» Saved entries:

☆ ☆ ☆ ☆

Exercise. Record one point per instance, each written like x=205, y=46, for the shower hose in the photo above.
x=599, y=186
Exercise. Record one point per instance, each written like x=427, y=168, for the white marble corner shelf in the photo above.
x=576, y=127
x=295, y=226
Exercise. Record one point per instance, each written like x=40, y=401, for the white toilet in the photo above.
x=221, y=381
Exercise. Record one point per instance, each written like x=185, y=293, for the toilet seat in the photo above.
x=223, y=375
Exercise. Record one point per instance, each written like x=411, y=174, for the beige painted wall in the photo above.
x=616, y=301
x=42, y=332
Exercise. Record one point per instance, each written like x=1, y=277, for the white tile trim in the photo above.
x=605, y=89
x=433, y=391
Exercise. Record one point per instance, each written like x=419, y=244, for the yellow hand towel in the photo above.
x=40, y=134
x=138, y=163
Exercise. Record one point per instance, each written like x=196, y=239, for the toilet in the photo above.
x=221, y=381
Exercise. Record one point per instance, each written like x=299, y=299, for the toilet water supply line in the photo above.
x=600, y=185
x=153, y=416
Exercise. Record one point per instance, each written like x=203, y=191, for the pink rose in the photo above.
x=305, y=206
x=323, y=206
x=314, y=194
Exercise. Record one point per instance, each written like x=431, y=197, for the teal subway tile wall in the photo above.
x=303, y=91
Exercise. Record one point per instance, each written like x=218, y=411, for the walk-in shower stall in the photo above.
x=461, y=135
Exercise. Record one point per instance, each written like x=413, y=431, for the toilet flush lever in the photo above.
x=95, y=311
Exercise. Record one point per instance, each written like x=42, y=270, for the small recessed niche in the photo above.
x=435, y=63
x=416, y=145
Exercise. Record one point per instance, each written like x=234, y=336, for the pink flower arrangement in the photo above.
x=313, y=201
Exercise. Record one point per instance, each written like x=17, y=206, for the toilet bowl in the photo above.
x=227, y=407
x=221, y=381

☆ ☆ ☆ ☆

» TASK OBJECTIVE: Reproduce the data in full, exactly as presented.

» YOUR SOLUTION:
Exercise. Record one point per instance, each written like x=205, y=46, for the shower hose in the photo above.
x=599, y=186
Exercise. Record one point per instance, each written like x=427, y=168, for the white marble corner shelf in the photo above.
x=576, y=127
x=295, y=226
Exercise. Record one point per instance, each written like x=40, y=401, for the white toilet in the photo above.
x=221, y=381
Exercise. Record one point per instance, each written like x=185, y=293, for the toilet seat in the photo above.
x=223, y=375
Exercise. Record one point per instance, each written like x=411, y=174, for the beige painted wall in the photo above.
x=616, y=301
x=42, y=332
Exercise. Record one point per instance, each written like x=1, y=277, for the white tile trim in the photo above.
x=605, y=89
x=433, y=391
Exercise. Record one point per instance, each written like x=419, y=244, for the yellow hand towel in the photo above.
x=40, y=134
x=138, y=163
Exercise. Record one point per instance, each written like x=196, y=239, for the toilet in the photo above.
x=221, y=381
Exercise. Record one point per instance, each written like x=299, y=299, for the toilet water supply line in the photo above.
x=600, y=185
x=153, y=416
Exercise. Record one point per instance, each written like x=203, y=191, for the pink rose in the photo above.
x=305, y=206
x=323, y=206
x=314, y=194
Exercise. Record one point per instance, each written like x=431, y=197, for the teal subway tile wall in the photo above.
x=303, y=91
Exercise. Record one point per instance, each written like x=218, y=411, for the walk-in shower stall in the photo above.
x=461, y=135
Exercise. Record one point per instance, each written like x=413, y=431, for the toilet flush lever in the photo above.
x=95, y=311
Exercise. Record one point per instance, each written like x=42, y=270, for the small recessed niche in the photo above.
x=435, y=63
x=416, y=145
Exercise. Record one point per instance, each written like x=234, y=336, for the pink flower arrangement in the photo above.
x=313, y=201
Exercise. Record one point per instance, each written like x=17, y=206, for the toilet bowl in the photo above.
x=227, y=407
x=221, y=381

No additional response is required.